# Exercise directions:
Out of the lines below, please list those that hold the string "left".

Region pointing data:
________
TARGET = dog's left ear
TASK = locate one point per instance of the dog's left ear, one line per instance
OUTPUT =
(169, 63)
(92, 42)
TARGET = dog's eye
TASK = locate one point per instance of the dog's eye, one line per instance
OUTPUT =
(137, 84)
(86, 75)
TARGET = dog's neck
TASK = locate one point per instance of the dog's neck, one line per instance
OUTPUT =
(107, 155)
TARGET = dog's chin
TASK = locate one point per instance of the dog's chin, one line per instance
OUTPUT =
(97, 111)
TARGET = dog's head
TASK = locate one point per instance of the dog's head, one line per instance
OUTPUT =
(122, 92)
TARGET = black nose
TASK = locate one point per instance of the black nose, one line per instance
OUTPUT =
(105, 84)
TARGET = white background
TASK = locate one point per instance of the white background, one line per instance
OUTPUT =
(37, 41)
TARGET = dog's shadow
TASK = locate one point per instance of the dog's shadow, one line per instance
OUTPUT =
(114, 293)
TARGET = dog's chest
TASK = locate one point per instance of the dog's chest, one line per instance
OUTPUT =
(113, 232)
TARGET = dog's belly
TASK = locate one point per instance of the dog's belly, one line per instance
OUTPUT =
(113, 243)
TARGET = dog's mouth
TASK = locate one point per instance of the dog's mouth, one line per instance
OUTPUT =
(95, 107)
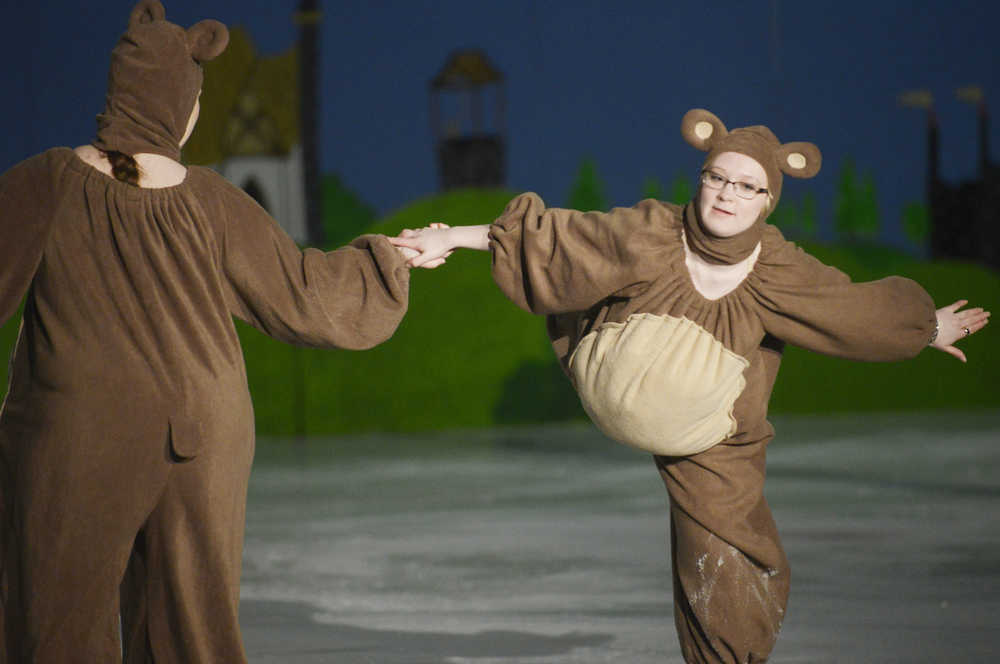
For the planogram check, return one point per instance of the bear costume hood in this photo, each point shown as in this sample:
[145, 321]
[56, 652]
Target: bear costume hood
[154, 81]
[704, 131]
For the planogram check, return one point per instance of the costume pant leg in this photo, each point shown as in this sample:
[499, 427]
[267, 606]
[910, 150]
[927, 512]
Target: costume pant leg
[730, 574]
[187, 561]
[75, 507]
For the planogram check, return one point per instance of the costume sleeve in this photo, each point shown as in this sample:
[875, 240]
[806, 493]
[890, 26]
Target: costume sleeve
[551, 260]
[25, 224]
[817, 307]
[354, 297]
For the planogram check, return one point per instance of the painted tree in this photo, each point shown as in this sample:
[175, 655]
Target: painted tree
[807, 215]
[588, 190]
[681, 189]
[917, 223]
[651, 188]
[856, 214]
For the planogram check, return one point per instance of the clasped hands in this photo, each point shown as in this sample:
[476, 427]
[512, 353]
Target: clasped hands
[427, 247]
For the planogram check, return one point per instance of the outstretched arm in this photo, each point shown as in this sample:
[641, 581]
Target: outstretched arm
[953, 325]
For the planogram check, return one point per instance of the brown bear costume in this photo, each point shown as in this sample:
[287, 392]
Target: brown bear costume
[661, 367]
[126, 435]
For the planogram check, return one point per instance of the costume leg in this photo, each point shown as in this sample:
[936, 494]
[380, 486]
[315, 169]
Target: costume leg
[730, 574]
[75, 507]
[190, 550]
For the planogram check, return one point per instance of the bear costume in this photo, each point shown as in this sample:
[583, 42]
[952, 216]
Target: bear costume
[126, 435]
[661, 367]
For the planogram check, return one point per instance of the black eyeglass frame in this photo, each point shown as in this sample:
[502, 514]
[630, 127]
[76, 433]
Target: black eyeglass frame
[736, 185]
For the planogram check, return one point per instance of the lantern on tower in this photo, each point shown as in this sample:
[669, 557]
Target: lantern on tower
[467, 121]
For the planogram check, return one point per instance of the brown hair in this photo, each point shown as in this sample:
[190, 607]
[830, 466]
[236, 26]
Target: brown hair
[123, 166]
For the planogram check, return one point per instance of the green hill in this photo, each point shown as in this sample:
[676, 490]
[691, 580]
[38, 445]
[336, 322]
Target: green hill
[465, 357]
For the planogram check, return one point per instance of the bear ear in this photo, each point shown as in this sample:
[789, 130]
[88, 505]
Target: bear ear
[798, 159]
[701, 129]
[207, 39]
[146, 11]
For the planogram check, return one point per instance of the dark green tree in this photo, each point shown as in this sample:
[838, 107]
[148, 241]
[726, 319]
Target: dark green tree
[588, 191]
[856, 215]
[651, 188]
[916, 223]
[786, 217]
[681, 190]
[807, 215]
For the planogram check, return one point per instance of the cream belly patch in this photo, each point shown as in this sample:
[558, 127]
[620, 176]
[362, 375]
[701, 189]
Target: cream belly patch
[659, 383]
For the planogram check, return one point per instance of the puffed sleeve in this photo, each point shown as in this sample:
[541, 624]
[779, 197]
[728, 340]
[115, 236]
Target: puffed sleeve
[25, 225]
[353, 297]
[817, 307]
[552, 260]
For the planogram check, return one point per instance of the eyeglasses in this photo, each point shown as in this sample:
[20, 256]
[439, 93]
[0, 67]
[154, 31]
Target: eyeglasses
[746, 190]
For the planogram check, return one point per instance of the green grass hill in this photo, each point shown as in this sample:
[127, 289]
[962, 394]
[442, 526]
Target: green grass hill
[465, 357]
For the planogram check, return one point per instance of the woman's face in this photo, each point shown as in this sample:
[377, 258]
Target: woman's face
[723, 212]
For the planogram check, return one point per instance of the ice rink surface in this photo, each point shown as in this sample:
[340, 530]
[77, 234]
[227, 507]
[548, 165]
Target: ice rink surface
[551, 545]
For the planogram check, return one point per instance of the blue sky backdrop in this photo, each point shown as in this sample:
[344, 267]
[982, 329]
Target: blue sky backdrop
[608, 80]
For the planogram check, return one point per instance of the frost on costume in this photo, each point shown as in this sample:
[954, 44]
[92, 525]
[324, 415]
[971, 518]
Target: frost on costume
[126, 436]
[660, 367]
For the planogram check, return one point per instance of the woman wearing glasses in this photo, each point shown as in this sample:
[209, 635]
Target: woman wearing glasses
[670, 321]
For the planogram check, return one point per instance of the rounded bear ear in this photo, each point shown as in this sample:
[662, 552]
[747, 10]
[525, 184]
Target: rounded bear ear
[799, 159]
[146, 11]
[701, 129]
[207, 39]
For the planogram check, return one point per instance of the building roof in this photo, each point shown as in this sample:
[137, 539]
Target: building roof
[466, 69]
[249, 104]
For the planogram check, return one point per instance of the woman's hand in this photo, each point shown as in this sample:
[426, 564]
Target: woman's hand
[425, 247]
[954, 325]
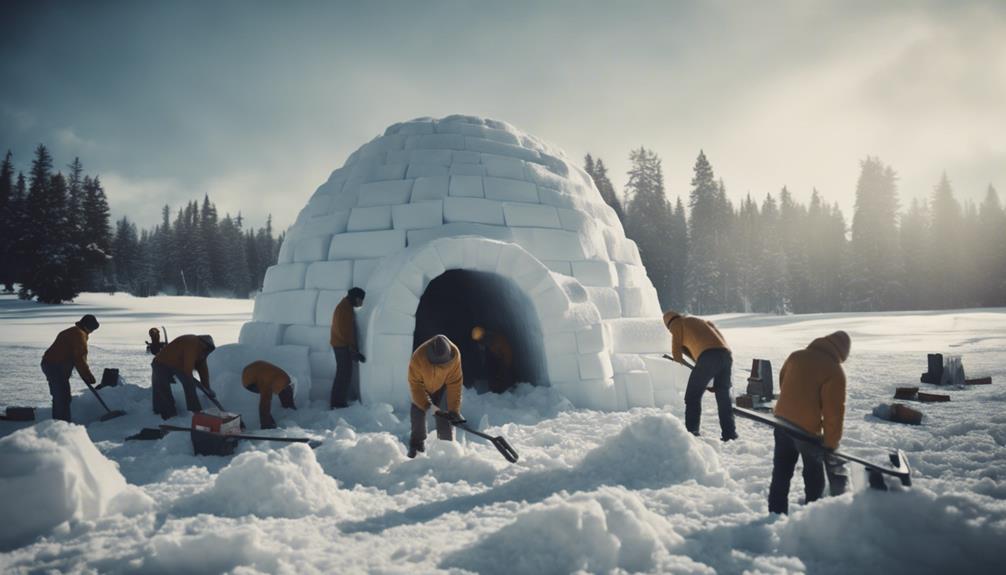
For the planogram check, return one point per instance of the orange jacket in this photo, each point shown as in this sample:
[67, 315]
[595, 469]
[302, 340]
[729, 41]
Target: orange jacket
[692, 336]
[185, 354]
[268, 379]
[426, 378]
[812, 389]
[344, 326]
[70, 347]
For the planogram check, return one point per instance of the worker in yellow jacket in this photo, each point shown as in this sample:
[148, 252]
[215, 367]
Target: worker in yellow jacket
[811, 396]
[344, 346]
[268, 380]
[68, 351]
[701, 341]
[435, 379]
[178, 360]
[498, 357]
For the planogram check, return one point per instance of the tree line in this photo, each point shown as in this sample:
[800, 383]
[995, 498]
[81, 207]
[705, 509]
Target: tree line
[56, 240]
[780, 255]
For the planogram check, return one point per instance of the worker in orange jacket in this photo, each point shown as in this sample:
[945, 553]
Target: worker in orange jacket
[267, 380]
[344, 346]
[435, 379]
[498, 356]
[68, 351]
[701, 341]
[811, 396]
[178, 360]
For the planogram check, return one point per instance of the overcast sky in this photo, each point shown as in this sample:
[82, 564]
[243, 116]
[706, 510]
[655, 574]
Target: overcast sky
[256, 103]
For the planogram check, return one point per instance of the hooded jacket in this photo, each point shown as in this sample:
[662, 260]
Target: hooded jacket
[426, 378]
[186, 354]
[692, 336]
[344, 326]
[812, 388]
[70, 347]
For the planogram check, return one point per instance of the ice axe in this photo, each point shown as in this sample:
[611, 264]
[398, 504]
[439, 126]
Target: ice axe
[112, 414]
[710, 389]
[504, 447]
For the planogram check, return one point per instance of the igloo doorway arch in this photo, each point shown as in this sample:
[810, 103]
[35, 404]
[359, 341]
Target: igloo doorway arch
[558, 305]
[458, 300]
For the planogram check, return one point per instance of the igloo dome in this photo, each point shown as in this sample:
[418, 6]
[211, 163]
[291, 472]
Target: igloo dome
[460, 221]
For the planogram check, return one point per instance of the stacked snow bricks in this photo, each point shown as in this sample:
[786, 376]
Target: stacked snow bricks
[467, 193]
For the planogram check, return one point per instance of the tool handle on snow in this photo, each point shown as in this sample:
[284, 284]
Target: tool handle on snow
[501, 444]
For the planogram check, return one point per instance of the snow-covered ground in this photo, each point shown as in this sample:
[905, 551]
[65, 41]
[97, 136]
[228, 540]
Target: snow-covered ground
[593, 492]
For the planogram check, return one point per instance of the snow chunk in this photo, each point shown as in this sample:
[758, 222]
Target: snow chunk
[52, 473]
[276, 483]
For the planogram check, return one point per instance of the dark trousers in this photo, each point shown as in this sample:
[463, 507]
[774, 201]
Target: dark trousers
[343, 377]
[418, 417]
[57, 375]
[712, 365]
[164, 403]
[784, 463]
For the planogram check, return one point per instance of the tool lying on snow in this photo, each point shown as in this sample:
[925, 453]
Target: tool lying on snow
[19, 414]
[112, 414]
[898, 461]
[508, 452]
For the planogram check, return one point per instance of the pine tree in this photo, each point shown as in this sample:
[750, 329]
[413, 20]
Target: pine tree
[704, 269]
[874, 237]
[647, 215]
[8, 215]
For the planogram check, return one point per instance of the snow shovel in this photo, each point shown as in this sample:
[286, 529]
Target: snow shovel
[504, 447]
[710, 389]
[112, 414]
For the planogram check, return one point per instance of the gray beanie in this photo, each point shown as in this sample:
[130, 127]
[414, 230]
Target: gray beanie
[439, 351]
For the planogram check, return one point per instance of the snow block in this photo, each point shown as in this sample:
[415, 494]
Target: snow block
[592, 340]
[314, 337]
[423, 170]
[475, 210]
[433, 188]
[640, 303]
[336, 274]
[596, 273]
[262, 334]
[365, 219]
[563, 368]
[594, 366]
[385, 193]
[285, 276]
[467, 187]
[362, 269]
[362, 244]
[52, 473]
[417, 215]
[639, 391]
[327, 301]
[503, 167]
[530, 215]
[549, 243]
[312, 248]
[296, 307]
[639, 336]
[506, 190]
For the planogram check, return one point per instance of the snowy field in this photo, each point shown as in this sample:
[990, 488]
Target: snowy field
[625, 492]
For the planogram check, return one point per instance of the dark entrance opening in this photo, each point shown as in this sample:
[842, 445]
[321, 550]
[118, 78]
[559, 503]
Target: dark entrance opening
[459, 300]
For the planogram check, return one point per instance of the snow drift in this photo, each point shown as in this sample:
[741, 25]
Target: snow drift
[52, 473]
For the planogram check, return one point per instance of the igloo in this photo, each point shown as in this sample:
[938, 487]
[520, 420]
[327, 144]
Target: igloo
[455, 221]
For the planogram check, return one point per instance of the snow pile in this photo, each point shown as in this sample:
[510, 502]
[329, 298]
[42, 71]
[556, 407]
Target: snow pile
[52, 473]
[912, 532]
[596, 533]
[653, 451]
[275, 483]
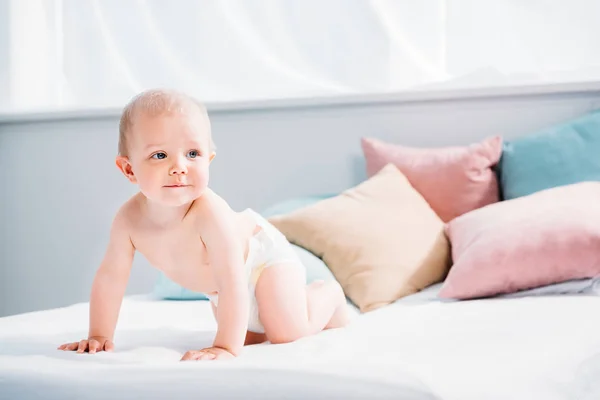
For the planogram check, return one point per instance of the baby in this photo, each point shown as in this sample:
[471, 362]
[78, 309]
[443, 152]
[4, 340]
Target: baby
[250, 272]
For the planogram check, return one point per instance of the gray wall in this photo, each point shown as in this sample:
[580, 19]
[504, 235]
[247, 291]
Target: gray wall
[60, 187]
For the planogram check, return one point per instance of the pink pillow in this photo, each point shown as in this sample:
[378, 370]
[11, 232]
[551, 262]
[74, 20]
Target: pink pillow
[453, 180]
[547, 237]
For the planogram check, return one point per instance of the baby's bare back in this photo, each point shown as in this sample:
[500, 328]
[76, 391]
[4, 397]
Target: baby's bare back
[177, 249]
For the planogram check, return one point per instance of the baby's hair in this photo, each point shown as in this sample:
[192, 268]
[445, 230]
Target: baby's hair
[156, 102]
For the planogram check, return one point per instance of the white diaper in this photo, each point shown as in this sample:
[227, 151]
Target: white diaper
[267, 247]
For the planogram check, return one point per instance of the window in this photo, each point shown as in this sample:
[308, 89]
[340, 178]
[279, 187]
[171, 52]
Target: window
[58, 54]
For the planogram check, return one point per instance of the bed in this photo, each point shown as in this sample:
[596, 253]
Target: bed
[540, 346]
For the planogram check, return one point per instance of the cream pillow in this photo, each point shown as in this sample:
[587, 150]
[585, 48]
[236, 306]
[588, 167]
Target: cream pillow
[381, 239]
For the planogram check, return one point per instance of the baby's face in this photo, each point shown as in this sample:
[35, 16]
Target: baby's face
[170, 155]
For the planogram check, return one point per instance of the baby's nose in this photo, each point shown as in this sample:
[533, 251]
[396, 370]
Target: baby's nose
[178, 169]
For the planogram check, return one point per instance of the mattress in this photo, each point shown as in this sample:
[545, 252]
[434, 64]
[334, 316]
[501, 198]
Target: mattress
[532, 347]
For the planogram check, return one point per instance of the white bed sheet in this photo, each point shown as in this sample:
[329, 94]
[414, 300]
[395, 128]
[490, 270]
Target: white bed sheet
[538, 347]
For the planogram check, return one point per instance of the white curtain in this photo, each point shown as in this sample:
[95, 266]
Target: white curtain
[57, 54]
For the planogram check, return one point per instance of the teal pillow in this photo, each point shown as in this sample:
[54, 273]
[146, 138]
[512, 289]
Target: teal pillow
[315, 267]
[165, 288]
[560, 155]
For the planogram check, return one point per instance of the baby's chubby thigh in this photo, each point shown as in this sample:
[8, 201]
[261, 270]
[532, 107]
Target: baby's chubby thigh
[282, 301]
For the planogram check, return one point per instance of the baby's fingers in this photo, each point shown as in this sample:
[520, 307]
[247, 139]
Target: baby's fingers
[69, 346]
[82, 346]
[109, 346]
[94, 345]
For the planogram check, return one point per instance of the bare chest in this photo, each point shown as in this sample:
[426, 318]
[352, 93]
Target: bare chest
[180, 254]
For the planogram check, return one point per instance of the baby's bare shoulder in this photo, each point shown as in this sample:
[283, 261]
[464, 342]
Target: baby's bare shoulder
[213, 214]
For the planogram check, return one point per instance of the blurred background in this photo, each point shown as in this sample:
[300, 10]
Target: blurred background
[291, 87]
[65, 54]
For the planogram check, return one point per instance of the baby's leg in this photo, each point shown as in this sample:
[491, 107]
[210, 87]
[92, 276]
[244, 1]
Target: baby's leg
[251, 337]
[290, 310]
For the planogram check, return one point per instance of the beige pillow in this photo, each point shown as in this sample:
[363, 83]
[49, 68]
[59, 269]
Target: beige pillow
[380, 239]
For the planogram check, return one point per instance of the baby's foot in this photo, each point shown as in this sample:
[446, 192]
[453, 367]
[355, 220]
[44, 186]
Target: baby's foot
[341, 316]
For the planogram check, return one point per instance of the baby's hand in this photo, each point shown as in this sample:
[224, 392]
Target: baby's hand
[92, 344]
[210, 353]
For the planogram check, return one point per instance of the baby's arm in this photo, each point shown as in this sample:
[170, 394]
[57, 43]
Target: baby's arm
[225, 252]
[108, 289]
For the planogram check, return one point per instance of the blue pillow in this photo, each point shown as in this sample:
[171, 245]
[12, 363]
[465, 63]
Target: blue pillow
[560, 155]
[315, 267]
[165, 288]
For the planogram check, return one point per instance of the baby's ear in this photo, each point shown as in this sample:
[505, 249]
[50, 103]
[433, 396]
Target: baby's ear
[125, 167]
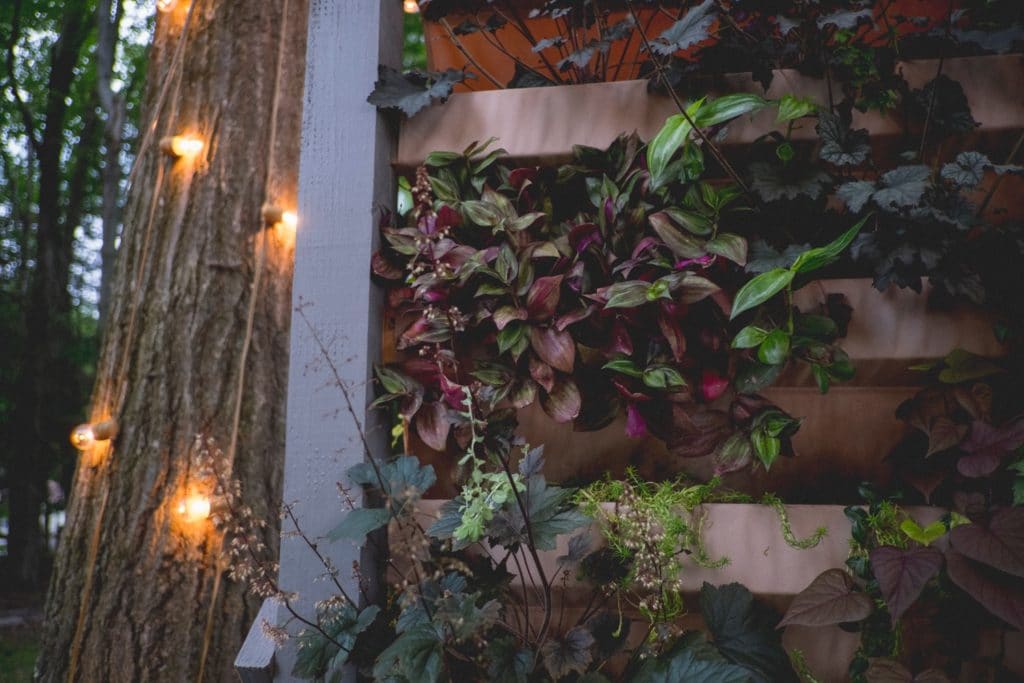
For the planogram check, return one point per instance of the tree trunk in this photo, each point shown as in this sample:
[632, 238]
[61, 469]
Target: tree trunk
[46, 385]
[137, 593]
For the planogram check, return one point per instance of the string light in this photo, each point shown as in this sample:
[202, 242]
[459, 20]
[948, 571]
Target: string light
[195, 508]
[274, 215]
[181, 145]
[86, 435]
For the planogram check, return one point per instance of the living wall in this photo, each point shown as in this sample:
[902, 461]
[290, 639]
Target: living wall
[662, 280]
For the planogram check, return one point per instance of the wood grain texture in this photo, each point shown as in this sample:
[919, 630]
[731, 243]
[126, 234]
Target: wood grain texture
[132, 589]
[345, 177]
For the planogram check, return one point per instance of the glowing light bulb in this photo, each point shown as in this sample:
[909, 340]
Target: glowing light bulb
[86, 435]
[274, 215]
[181, 145]
[195, 508]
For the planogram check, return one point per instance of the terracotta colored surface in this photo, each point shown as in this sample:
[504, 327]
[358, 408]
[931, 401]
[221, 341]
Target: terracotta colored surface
[543, 124]
[750, 536]
[896, 329]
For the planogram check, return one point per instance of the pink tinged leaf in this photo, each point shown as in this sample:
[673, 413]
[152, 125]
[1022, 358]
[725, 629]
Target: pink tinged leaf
[432, 425]
[428, 224]
[563, 401]
[636, 426]
[520, 175]
[999, 545]
[455, 394]
[643, 246]
[505, 314]
[994, 592]
[523, 394]
[383, 268]
[713, 385]
[542, 301]
[702, 262]
[448, 217]
[673, 334]
[829, 599]
[902, 574]
[583, 236]
[542, 373]
[987, 445]
[944, 434]
[621, 341]
[573, 316]
[555, 348]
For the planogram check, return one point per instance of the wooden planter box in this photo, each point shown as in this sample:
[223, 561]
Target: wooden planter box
________
# Result below:
TARGET = dog's left ear
TASK = locate one point per instance of the dog's left ear, one line per instance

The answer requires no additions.